┌─ TESTO DI PARTENZA

Prima di procedere con il recupero, i relitti sono stati puliti asportando il sedimento dal legno con pennelli e spazzole di setola morbida. “Al tatto- ricorda Davidde- il legno era morbido e spugnoso, con fratture e fessurazioni diffuse”. Finite la pulitura e la documentazione, l’equipe ha smontato le navi, che poi sono state trasportate in un deposito, messo a disposizione dalla metropolitana di Napoli, dove sono state realizzate ad hoc due vasche in cemento chiuse da vetrate, in cui le imbarcazioni sono immerse nell’acqua in attesa di essere restaurate. “A tutte le operazioni hanno partecipato anche alcuni allievi della nostra Scuola di Alta formazione”, spiega l’archeologa. D’accordo con la Soprintendenza, l’Iscr ha chiesto i fondi al ministero dei Beni culturali per la progettazione degli interventi conservativi, il restauro del relitto più antico e dei reperti organici provenienti dagli scavi.

IL PROGETTO DI RESTAURO

Il via libera è arrivato nel 2016 con un piano di finanziamenti di 400mila euro suddiviso in tre anni. “Tra le prime misure adottate, l’Iscr ha acquisito un nuovo liofilizzatore di tre metri, molto più grande di quello già in dote ai nostri laboratori”. In questo modo, si potrà procedere al restauro del relitto più antico, risalente al II secolo avanti Cristo, già adagiato nei laboratori di Roma dell’Istituto, e anche delle navi che sono state recuperate smontate, oltre alla stesura del progetto per il restauro delle navi recuperate intere. “Il liofilizzatore serve alla disidratazione del legno bagnato sfruttando la sublimazione del ghiaccio”, spiega Antonella Di Giovanni all’agenzia Dire. “Prima della liofilizzazione, però, il legno delle navi deve essere trattato con un consolidante”, aggiunge. Nel caso dei relitti smontati, le esperte hanno scelto il Peg, il polietilenglicole, che serve a consolidare la struttura rivestendo la fibra del legno. “Sì, perché se togliamo l’acqua senza consolidare la struttura, il legno si asciuga, ma perde completamente la forma. Al termine del consolidamento- spiega Di Giovanni- congeliamo il legno per liofilizzarlo, e tutta l’acqua presente diventa ghiaccio senza provocare rotture fisiche, perché il Peg fa sì che il cristallo di ghiaccio non aumenti di volume”.

└─
┌─ ELENCO DATI

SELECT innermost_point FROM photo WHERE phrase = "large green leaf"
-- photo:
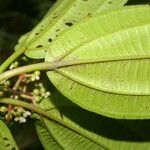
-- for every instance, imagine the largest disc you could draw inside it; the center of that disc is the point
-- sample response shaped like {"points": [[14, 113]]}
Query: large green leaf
{"points": [[6, 140], [60, 17], [87, 130], [104, 63], [46, 138]]}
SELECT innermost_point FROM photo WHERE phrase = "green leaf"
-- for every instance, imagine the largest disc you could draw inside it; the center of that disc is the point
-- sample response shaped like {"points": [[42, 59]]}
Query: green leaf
{"points": [[6, 140], [61, 16], [46, 138], [103, 63], [88, 130]]}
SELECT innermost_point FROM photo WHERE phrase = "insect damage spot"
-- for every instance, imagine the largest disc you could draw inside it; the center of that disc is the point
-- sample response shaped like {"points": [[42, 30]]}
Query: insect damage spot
{"points": [[57, 30], [69, 24], [49, 40], [39, 46]]}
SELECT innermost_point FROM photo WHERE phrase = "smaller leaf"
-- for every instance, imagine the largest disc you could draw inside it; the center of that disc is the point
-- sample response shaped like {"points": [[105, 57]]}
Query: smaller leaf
{"points": [[46, 138]]}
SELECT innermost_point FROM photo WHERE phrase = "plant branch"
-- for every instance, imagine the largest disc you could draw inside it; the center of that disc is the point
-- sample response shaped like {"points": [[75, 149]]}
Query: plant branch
{"points": [[28, 68], [10, 60], [46, 114]]}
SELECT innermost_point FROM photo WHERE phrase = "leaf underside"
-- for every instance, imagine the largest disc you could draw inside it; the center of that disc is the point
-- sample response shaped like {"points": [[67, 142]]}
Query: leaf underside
{"points": [[88, 130], [107, 66], [60, 17]]}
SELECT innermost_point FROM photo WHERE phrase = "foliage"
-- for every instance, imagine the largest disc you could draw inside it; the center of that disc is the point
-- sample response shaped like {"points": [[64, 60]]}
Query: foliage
{"points": [[96, 54]]}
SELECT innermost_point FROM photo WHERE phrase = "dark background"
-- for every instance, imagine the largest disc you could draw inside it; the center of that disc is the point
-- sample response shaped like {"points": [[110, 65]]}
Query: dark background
{"points": [[16, 18]]}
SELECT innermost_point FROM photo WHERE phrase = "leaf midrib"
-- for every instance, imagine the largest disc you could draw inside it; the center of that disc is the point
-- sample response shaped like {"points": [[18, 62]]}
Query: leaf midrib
{"points": [[103, 36], [106, 60]]}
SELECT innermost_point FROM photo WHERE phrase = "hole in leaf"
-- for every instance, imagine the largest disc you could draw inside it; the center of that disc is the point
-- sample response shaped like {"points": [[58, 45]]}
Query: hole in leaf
{"points": [[39, 46], [57, 30]]}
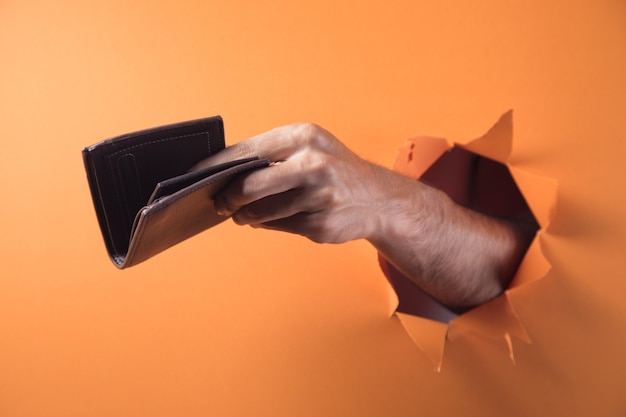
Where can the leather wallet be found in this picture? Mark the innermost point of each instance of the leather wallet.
(145, 197)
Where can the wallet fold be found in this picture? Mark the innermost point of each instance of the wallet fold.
(145, 198)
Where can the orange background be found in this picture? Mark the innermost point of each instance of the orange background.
(241, 322)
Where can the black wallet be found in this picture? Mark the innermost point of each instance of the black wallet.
(146, 199)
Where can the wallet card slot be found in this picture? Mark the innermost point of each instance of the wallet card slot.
(172, 185)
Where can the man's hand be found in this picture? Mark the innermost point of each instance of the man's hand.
(318, 188)
(315, 186)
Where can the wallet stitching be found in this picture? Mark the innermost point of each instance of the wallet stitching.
(139, 145)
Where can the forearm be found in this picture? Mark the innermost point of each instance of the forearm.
(460, 257)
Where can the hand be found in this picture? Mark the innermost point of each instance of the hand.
(318, 188)
(315, 186)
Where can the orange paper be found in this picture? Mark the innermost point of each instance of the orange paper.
(430, 325)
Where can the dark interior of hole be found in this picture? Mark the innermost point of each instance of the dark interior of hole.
(476, 182)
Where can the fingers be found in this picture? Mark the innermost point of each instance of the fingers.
(256, 185)
(276, 145)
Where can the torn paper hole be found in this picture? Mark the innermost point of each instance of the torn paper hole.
(477, 175)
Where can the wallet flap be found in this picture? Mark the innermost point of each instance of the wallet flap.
(123, 171)
(179, 216)
(170, 186)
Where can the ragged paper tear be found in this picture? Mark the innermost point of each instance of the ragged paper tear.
(518, 195)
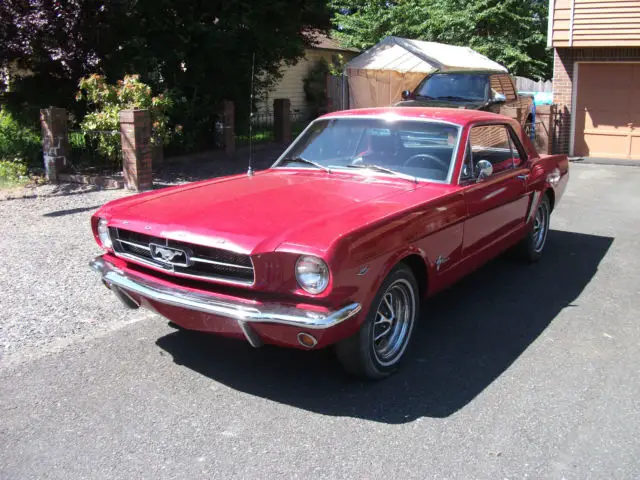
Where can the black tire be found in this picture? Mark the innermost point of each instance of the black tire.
(532, 246)
(366, 357)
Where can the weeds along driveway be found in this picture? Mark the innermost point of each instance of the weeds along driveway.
(49, 295)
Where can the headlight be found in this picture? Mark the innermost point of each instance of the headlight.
(103, 233)
(312, 274)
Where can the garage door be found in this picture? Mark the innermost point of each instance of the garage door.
(608, 110)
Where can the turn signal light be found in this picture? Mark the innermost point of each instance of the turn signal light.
(306, 340)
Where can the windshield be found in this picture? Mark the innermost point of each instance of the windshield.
(412, 148)
(454, 86)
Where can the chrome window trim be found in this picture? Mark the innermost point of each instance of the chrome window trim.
(454, 154)
(468, 143)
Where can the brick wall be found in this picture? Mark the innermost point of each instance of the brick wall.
(563, 74)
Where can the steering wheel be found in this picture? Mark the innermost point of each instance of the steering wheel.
(426, 156)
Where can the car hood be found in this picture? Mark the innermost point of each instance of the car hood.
(474, 105)
(258, 213)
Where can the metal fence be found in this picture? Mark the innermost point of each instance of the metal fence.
(524, 84)
(299, 121)
(97, 151)
(261, 130)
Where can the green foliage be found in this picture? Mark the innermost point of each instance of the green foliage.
(12, 172)
(511, 32)
(17, 142)
(315, 86)
(106, 101)
(200, 51)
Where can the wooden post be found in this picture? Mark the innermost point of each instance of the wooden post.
(135, 132)
(282, 120)
(55, 141)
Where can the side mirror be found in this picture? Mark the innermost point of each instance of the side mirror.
(499, 98)
(485, 169)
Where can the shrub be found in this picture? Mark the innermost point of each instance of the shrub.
(18, 142)
(12, 171)
(106, 102)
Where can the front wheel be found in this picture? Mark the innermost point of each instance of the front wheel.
(380, 345)
(533, 244)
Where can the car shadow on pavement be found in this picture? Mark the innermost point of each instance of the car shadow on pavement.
(469, 335)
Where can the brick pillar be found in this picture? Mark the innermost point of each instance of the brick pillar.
(135, 132)
(282, 120)
(228, 126)
(55, 142)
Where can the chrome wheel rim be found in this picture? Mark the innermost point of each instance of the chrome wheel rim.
(393, 322)
(540, 227)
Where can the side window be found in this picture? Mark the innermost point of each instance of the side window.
(491, 143)
(467, 165)
(519, 153)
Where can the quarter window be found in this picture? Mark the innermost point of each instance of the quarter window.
(504, 85)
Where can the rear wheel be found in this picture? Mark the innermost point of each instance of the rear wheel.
(380, 345)
(533, 244)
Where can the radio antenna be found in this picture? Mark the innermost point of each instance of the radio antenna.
(250, 169)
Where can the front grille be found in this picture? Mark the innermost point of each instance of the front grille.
(205, 262)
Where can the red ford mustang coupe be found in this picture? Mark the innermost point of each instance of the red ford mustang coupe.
(365, 214)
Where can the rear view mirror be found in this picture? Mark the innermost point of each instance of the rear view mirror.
(484, 168)
(499, 98)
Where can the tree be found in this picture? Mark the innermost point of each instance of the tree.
(198, 50)
(511, 32)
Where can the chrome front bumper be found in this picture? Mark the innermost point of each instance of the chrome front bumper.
(244, 313)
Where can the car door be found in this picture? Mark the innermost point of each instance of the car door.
(497, 204)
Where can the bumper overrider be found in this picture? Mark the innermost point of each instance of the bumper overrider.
(129, 286)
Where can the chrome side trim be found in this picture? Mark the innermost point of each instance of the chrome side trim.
(210, 303)
(534, 204)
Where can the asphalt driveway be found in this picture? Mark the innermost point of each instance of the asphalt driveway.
(517, 372)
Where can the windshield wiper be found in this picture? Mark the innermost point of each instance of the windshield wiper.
(378, 168)
(427, 97)
(308, 162)
(454, 97)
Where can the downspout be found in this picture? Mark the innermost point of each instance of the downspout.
(552, 5)
(345, 79)
(573, 6)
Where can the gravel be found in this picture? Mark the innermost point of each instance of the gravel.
(50, 297)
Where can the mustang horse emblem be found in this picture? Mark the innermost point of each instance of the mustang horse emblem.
(168, 254)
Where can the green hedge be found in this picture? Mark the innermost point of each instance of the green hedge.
(19, 143)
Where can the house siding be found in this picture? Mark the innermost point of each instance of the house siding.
(595, 23)
(291, 85)
(563, 82)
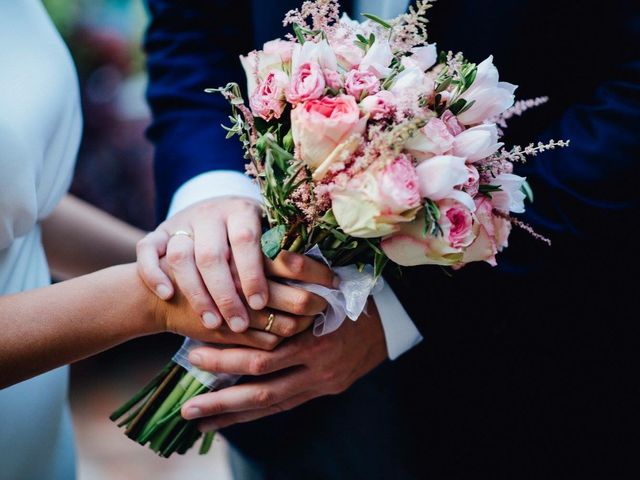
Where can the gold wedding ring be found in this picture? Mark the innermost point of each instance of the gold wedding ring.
(182, 232)
(270, 320)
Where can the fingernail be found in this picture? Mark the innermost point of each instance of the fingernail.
(256, 301)
(211, 320)
(209, 427)
(192, 412)
(163, 291)
(195, 359)
(238, 324)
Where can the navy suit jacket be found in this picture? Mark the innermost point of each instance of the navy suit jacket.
(528, 369)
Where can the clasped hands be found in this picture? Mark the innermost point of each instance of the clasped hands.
(215, 267)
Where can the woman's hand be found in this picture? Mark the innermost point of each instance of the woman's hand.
(289, 311)
(214, 257)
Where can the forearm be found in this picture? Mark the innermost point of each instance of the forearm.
(53, 326)
(79, 239)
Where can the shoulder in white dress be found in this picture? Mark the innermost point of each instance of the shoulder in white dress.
(40, 128)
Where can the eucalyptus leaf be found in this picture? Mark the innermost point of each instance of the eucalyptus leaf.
(378, 20)
(271, 241)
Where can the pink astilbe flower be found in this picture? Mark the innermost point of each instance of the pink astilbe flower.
(518, 109)
(315, 15)
(410, 29)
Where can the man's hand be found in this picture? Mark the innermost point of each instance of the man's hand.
(300, 369)
(219, 228)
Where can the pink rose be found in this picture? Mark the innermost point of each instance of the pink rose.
(307, 83)
(374, 203)
(409, 246)
(360, 84)
(379, 106)
(326, 130)
(457, 222)
(280, 48)
(333, 80)
(431, 140)
(484, 247)
(472, 184)
(267, 101)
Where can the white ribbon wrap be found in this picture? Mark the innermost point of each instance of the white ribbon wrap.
(348, 300)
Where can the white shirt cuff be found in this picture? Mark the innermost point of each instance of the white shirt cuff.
(217, 183)
(400, 332)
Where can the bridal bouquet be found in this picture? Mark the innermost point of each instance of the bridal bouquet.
(370, 147)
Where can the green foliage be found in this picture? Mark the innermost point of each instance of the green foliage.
(487, 190)
(272, 240)
(378, 20)
(526, 189)
(431, 219)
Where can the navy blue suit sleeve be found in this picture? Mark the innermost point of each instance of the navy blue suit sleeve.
(587, 194)
(192, 45)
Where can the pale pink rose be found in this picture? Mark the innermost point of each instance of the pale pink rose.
(379, 106)
(349, 55)
(374, 203)
(268, 100)
(360, 84)
(333, 80)
(398, 184)
(472, 184)
(431, 140)
(438, 176)
(257, 65)
(412, 82)
(510, 197)
(307, 83)
(280, 48)
(452, 123)
(409, 246)
(503, 230)
(317, 52)
(477, 143)
(378, 58)
(490, 96)
(421, 57)
(484, 248)
(322, 125)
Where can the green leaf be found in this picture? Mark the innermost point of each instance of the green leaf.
(526, 189)
(470, 77)
(329, 218)
(467, 107)
(431, 217)
(444, 85)
(298, 31)
(457, 106)
(487, 190)
(271, 241)
(378, 20)
(379, 262)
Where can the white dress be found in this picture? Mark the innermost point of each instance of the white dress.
(40, 126)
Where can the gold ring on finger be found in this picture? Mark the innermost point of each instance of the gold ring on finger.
(270, 321)
(183, 233)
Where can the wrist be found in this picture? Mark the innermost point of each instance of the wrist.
(148, 318)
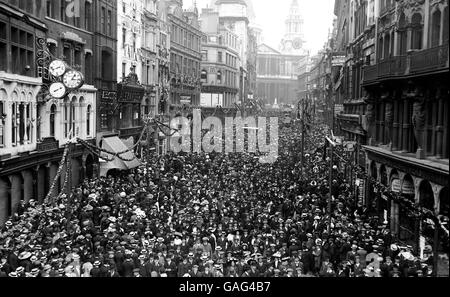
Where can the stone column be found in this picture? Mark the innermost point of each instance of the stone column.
(28, 190)
(417, 181)
(40, 184)
(53, 169)
(395, 126)
(426, 24)
(440, 128)
(436, 193)
(16, 191)
(3, 201)
(405, 126)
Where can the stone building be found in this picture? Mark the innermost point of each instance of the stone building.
(407, 114)
(278, 70)
(220, 63)
(185, 57)
(396, 107)
(35, 127)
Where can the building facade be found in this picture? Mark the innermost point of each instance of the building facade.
(278, 71)
(185, 57)
(396, 107)
(220, 63)
(237, 16)
(36, 127)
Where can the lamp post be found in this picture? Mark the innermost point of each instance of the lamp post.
(330, 151)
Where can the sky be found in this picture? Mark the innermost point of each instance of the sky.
(271, 14)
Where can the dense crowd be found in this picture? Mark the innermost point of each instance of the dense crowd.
(209, 215)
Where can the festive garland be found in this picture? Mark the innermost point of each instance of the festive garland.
(58, 174)
(416, 210)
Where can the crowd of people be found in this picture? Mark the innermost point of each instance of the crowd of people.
(209, 215)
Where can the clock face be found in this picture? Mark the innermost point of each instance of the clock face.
(57, 68)
(298, 43)
(57, 90)
(73, 79)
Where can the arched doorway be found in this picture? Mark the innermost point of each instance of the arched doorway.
(43, 181)
(426, 195)
(5, 199)
(426, 200)
(408, 224)
(442, 248)
(372, 197)
(89, 167)
(384, 201)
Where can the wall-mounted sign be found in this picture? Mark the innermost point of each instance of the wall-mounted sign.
(185, 99)
(338, 61)
(129, 94)
(338, 108)
(395, 185)
(408, 188)
(108, 96)
(349, 146)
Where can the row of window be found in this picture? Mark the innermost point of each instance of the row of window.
(438, 34)
(20, 44)
(185, 38)
(276, 66)
(23, 120)
(184, 65)
(230, 78)
(403, 139)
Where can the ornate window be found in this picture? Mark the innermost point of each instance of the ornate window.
(416, 31)
(402, 35)
(435, 28)
(52, 120)
(88, 120)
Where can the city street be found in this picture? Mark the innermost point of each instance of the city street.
(216, 216)
(224, 138)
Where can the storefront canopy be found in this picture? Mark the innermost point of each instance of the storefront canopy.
(114, 144)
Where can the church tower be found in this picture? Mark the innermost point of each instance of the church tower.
(293, 40)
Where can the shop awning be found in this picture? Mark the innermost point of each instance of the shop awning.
(114, 144)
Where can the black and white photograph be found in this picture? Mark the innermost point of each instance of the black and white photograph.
(195, 139)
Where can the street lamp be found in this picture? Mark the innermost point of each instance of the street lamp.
(330, 150)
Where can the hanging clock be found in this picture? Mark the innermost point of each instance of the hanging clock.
(73, 79)
(57, 90)
(57, 68)
(298, 43)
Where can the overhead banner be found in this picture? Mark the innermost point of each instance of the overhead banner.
(338, 61)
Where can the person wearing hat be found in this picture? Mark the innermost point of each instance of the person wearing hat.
(206, 246)
(95, 271)
(170, 267)
(195, 271)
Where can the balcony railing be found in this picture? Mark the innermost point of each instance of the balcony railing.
(47, 144)
(429, 59)
(370, 73)
(414, 62)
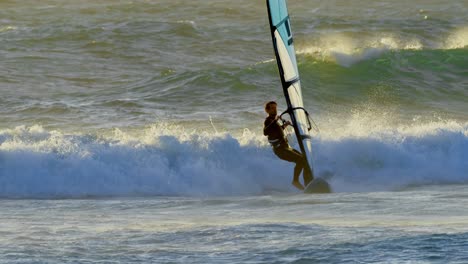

└─

> [QUESITI]:
**A)** Rispondi alle domande seguenti in base al testo sul restauro dei relitti.
(i) Dove sono state trasportate le navi dopo essere state smontate?
(ii) A quanto ammonta il piano di finanziamenti approvato nel 2016 e su quanti anni è suddiviso?
(iii) Quale consolidante è stato scelto per i relitti smontati?
**B)** Fornisci il seguito del testo sul restauro dei relitti, partendo dopo l'ultima frase riportata.

> [RISPOSTE AI QUESITI]:
**A)**
(i) In un deposito messo a disposizione dalla metropolitana di Napoli, dove sono state realizzate due vasche in cemento chiuse da vetrate.
(ii) 400mila euro, suddivisi in tre anni.
(iii) Il Peg, cioè il polietilenglicole.

**B)**
LA SFIDA MONDIALE

Un protocollo, quello del Peg, già sperimentato e usato il tutto il mondo, dal Giappone all’Italia, passando per la Francia, con cui l’Istituto Superiore ha iniziato una collaborazione proprio per il restauro delle navi di Napoli. Per due giorni, gli scorsi 7 e 8 marzo, l’Istituto insieme al Centre Camille Jullian d’Aix-en-Provence ha chiamato a raccolta studiosi da varie parti d’Europa per confrontarsi sullo studio, la conservazione, il restauro e l’esposizione delle navi antiche. Con il Centro francese l’Iscr lavorerà per il restauro delle altre due navi, quelle che non sono state smontate e che rappresentano la sfida più grande. “Al momento sono ancora in acqua, costantemente monitorate. Il problema è la presenza dei chiodi in ferro e in bronzo, elementi che provocano un ulteriore deterioramento del legno. Non è la prima volta che imbarcazioni così grandi vengono restaurate intere- dice Di Giovanni- ma in passato, tra anni Settanta e Ottanta, è stato usato il Peg da cui sono scaturiti problemi molto importanti proprio per il contatto tra il polietilenglicole e il ferro. Ecco perché per usare il Peg si preferisce smontare gli scafi, eliminare chiodi e perni di ferro e sostituirli con elementi inerti, così da evitare problemi successivi”.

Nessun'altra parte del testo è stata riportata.